▸ Document segment
━━━━━━

Ah, I incidentally just so happened to run into what the issue is. It seems that technically I shouldn't be trying to pass in the sampler created in the dataset into the Dataloader constructor, as that causes problems:

2023-08-14 21:32:56 - vall_e.utils.trainer - INFO - GR=0;LR=0 -
New epoch starts.
Epoch progress: 0it [00:00, ?it/s]
Traceback (most recent call last):
  File "<frozen runpy>", line 198, in _run_module_as_main
  File "<frozen runpy>", line 88, in _run_code
  File "/home/mrq/Programs/ai-voice-cloning/modules/vall-e/vall_e/train.py", line 169, in <module>
    main()

━━━━━━

[Records from a pointing dataset]
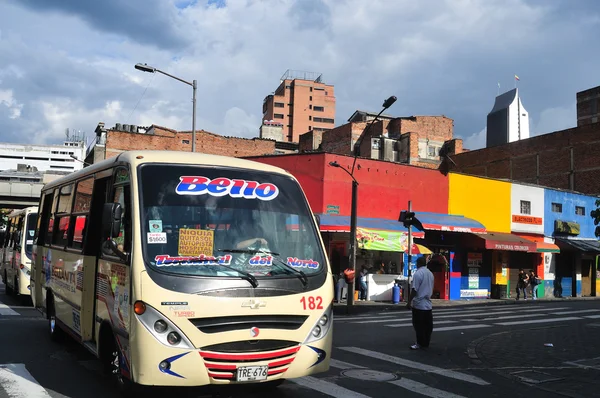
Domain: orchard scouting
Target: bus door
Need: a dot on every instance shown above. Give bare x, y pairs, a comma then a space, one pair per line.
88, 231
114, 271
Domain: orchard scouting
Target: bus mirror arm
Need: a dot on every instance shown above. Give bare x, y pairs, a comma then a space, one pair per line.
110, 247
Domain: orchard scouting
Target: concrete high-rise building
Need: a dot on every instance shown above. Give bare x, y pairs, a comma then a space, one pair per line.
508, 121
302, 103
588, 106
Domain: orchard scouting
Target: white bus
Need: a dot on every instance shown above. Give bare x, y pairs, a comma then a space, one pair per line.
17, 251
183, 269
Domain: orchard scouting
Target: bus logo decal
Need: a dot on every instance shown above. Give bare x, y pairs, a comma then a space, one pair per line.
254, 304
221, 186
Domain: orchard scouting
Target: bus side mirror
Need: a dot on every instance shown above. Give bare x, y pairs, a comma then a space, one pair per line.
111, 220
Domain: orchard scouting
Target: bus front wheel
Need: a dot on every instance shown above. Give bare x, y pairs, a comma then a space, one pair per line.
56, 333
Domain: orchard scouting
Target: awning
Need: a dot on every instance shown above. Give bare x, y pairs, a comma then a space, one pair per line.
543, 247
584, 245
331, 223
510, 242
448, 222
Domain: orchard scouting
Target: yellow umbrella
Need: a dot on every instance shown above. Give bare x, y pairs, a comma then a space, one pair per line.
419, 249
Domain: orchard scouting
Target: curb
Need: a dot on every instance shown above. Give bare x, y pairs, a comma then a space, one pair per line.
343, 309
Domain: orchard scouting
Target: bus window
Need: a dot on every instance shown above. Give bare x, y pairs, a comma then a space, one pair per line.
81, 208
30, 232
121, 195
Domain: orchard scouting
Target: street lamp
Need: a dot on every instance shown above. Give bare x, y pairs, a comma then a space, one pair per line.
151, 69
356, 150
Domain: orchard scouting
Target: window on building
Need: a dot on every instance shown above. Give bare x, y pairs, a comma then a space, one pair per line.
525, 207
432, 151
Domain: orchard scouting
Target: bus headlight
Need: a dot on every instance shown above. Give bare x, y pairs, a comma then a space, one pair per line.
321, 327
162, 328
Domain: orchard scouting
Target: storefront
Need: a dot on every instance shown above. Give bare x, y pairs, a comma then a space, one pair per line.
381, 249
445, 236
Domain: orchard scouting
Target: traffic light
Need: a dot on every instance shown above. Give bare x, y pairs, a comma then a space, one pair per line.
407, 218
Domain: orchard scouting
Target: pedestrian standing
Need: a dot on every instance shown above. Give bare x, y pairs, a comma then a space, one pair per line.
534, 281
522, 284
420, 303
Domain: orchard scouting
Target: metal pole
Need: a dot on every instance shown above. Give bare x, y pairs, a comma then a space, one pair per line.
194, 85
350, 299
409, 253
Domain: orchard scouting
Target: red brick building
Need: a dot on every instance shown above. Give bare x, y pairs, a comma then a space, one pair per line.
567, 159
588, 106
302, 102
414, 140
110, 142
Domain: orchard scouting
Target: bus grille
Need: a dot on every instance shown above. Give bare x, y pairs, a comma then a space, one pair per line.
222, 366
231, 323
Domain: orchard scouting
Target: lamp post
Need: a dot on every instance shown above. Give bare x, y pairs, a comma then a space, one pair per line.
356, 150
151, 69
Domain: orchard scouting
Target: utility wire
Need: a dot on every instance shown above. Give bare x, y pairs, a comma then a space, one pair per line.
140, 99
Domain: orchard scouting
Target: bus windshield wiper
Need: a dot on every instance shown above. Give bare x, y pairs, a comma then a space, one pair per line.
301, 275
243, 274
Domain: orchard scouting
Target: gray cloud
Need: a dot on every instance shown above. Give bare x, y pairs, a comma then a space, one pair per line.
150, 22
66, 68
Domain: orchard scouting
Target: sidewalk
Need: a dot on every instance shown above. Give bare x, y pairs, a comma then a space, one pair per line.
361, 307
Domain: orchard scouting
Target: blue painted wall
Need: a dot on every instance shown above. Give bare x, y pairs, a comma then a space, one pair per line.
569, 201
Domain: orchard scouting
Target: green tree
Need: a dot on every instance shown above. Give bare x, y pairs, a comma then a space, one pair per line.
596, 216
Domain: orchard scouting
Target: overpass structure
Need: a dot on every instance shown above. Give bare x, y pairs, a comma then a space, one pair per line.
18, 195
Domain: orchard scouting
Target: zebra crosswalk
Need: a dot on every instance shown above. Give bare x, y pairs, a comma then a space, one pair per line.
457, 319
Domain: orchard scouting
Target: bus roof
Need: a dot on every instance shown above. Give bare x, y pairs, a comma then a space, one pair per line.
136, 158
26, 210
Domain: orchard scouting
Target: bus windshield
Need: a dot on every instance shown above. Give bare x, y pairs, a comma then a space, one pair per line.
29, 232
223, 222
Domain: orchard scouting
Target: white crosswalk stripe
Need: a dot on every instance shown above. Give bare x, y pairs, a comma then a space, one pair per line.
17, 382
478, 318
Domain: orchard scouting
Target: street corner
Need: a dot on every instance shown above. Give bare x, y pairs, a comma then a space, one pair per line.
559, 359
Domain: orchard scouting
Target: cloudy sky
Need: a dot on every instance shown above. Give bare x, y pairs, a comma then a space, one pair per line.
70, 63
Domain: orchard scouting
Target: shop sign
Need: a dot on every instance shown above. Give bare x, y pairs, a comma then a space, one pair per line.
370, 239
473, 278
473, 293
332, 210
566, 227
511, 247
519, 219
474, 259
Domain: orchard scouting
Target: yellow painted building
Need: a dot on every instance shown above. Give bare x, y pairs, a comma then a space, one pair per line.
482, 199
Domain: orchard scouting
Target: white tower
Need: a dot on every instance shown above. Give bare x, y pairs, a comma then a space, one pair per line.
508, 121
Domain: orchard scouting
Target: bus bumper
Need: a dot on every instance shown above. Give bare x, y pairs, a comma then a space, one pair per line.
165, 366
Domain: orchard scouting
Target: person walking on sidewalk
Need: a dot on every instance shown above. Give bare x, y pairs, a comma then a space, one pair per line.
420, 303
534, 281
522, 284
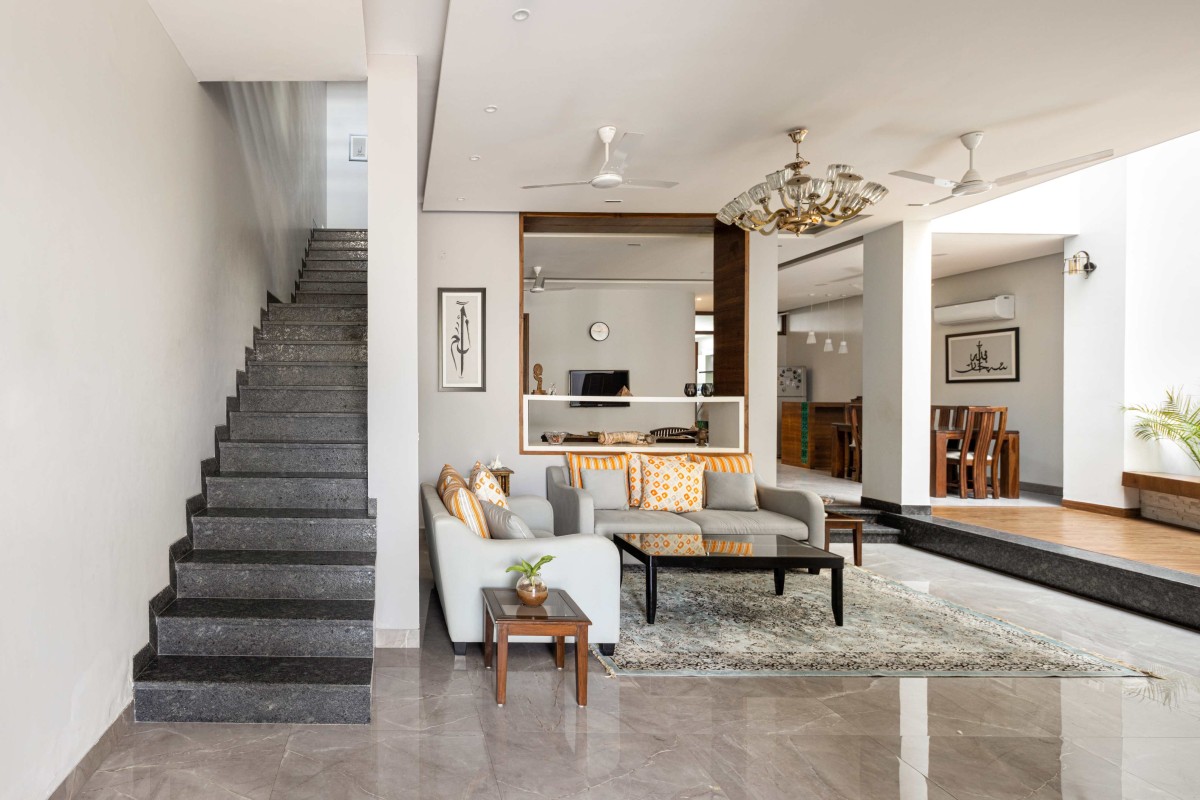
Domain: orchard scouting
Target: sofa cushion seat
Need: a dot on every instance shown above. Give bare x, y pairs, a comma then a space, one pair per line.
637, 521
715, 523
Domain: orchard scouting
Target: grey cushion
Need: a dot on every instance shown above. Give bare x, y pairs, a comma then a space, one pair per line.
609, 488
503, 523
636, 521
747, 522
730, 492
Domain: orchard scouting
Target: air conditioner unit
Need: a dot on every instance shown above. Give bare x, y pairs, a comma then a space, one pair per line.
981, 311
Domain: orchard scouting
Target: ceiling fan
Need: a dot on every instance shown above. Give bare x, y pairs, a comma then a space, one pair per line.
612, 172
539, 283
972, 182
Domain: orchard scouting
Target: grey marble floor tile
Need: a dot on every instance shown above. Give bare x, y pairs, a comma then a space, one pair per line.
769, 767
600, 765
354, 763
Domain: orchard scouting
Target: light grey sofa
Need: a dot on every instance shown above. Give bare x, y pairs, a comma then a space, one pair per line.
797, 513
588, 567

━━━━━━

▸ Aim of the exercise
Extend the forum post about passing a dataset's sampler into the Dataloader constructor, picking up right after its last line.

▸ Response below
  File "/home/mrq/Programs/ai-voice-cloning/modules/vall-e/vall_e/train.py", line 162, in main
    trainer.train(
  File "/home/mrq/Programs/ai-voice-cloning/modules/vall-e/vall_e/utils/trainer.py", line 213, in train
    for batch in _make_infinite_epochs(train_dl):
  File "/home/mrq/Programs/ai-voice-cloning/modules/vall-e/vall_e/utils/trainer.py", line 163, in _make_infinite_epochs
    yield from tqdm(dl, "Epoch progress", dynamic_ncols=True)
  File "/home/mrq/Programs/ai-voice-cloning/venv-3.11-cuda/lib/python3.11/site-packages/tqdm/std.py", line 1182, in __iter__
    for obj in iterable:
  File "/home/mrq/Programs/ai-voice-cloning/venv-3.11-cuda/lib/python3.11/site-packages/torch/utils/data/dataloader.py", line 433, in __iter__
    self._iterator = self._get_iterator()
                     ^^^^^^^^^^^^^^^^^^^^
  File "/home/mrq/Programs/ai-voice-cloning/venv-3.11-cuda/lib/python3.11/site-packages/torch/utils/data/dataloader.py", line 386, in _get_iterator
    return _MultiProcessingDataLoaderIter(self)
           ^^^^^^^^^^^^^^^^^^^^^^^^^^^^^^^^^^^^
  File "/home/mrq/Programs/ai-voice-cloning/venv-3.11-cuda/lib/python3.11/site-packages/torch/utils/data/dataloader.py", line 1084, in __init__
    self._reset(loader, first_iter=True)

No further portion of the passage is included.